• _SET PROBLEM_: In the passage on declinism, how many years did Spengler claim a civilization's cycle typically spans?

• _PASSAGE PROVIDED_:

= Declinism =

Belief that something is getting worse

Declinism is the belief that a society or institution is tending towards decline. Particularly, it is the predisposition, caused by cognitive biases such as rosy retrospection, to view the past more favourably and the future more negatively.

"The great summit of declinism" according to Adam Gopnik, "was established in 1918, in the book that gave decline its good name in publishing: the German historian Oswald Spengler's best-selling, thousand-page work The Decline of the West."

== History ==
The belief has been traced back to Edward Gibbon's work The History of the Decline and Fall of the Roman Empire, published between 1776 and 1788, which argues that the Roman Empire collapsed because of the gradual loss of civic virtue among its citizens, who became lazy, spoiled and inclined to hire foreign mercenaries to handle the defence of state. He believed that reason must triumph over superstition to save Europe's great powers from a similar fate to the Roman Empire.

Spengler's book The Decline of the West, which gave declinism its popular name, was released in the aftermath of World War I and captured the pessimistic spirit of the times. Spengler wrote that history had seen the rise and fall of several "civilizations" (including the Egyptian, the Classical, the Chinese and the Mesoamerican). He claimed that they go in cycles, typically spanning 1,000 years. Spengler believed that Western civilization is in a decline that is inevitable.

The idea that Western civilization is declining has been a common historical constant, often repeating variations on the same themes. Historian Arthur L. Herman, in the introduction to his book The Idea of Decline in Western History, wrote that:

... intellectuals have been predicting the imminent collapse of Western civilization for more than one hundred and fifty years... Yet when I point this out as evidence that, to paraphrase Mark Twain, reports of the demise of the West might be greatly exaggerated, I usually meet with strong skepticism.

== Cause ==
Declinism has been described as "a trick of the mind" and as "an emotional strategy, something comforting to snuggle up to when the present day seems intolerably bleak."

One factor in declinism is the reminiscence bump in which older people tend "to best remember events that happened to them at around the ages of 10-30." As one source puts it, "[t]he vibrancy of youth, and the thrill of experiencing things for the first time, creates a 'memory bump' compared with which later life does seem a bit drab." Gopnik suggests that "the idea of our decline is emotionally magnetic, because life is a long slide down, and the plateau just passed is easier to love than the one coming up." Citing the widespread love of "old songs," he writes: "The long look back is part of the long ride home. We all believe in yesterday."

Another factor is the positivity effect in which "as people get older, they tend to experience fewer negative emotions, and they're more likely to remember positive things over negative things."

Both factors can lead people to experience declinism but so, contrarily, can negativity bias in which "emotionally negative events are likely to have more impact on your thoughts and behaviours than a similar, but positive, event."

• _GIVEN MATERIAL_:
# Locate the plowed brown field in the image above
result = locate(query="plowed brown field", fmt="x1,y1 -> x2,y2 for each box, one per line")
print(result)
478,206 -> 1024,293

• _WRITTEN ANSWER_: Typically 1,000 years.